Write the lines below again, swapping "utility pole" for "street light" wherever it appears and keeping everything else the same. Leave out the pictures.
— Start ENTRIES SUPPLIED —
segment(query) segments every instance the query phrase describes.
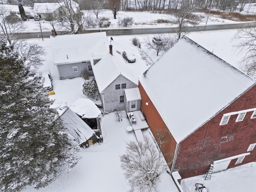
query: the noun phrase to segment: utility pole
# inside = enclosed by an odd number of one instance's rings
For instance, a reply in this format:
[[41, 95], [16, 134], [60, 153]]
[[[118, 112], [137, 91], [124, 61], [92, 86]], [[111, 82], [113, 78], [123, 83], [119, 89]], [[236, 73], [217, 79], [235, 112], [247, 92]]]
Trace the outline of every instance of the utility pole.
[[208, 16], [207, 16], [207, 20], [206, 20], [206, 23], [205, 24], [206, 25], [207, 24], [207, 22], [208, 21], [208, 19], [209, 18], [209, 16], [210, 15], [210, 12], [211, 11], [211, 7], [212, 6], [212, 0], [211, 0], [211, 2], [210, 3], [210, 6], [209, 6], [209, 12], [208, 13]]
— End ENTRIES SUPPLIED —
◆ THE SOLUTION:
segment(query) segments every instance the query phrase describes.
query: the noun phrase to segment: street light
# inside = enclosed by an odd number of one instance's rings
For instance, a reply in this format:
[[41, 95], [16, 134], [60, 153]]
[[[118, 112], [137, 91], [124, 61], [92, 86]], [[111, 82], [113, 78], [123, 83], [119, 89]], [[236, 73], [217, 79], [235, 112], [247, 92]]]
Trace the outline of every instance of the street light.
[[208, 16], [207, 16], [207, 20], [206, 20], [206, 23], [205, 24], [206, 25], [207, 24], [207, 22], [208, 21], [208, 19], [209, 18], [209, 16], [210, 15], [210, 12], [211, 11], [211, 7], [212, 6], [212, 0], [211, 0], [211, 2], [210, 3], [210, 6], [209, 6], [209, 12], [208, 13]]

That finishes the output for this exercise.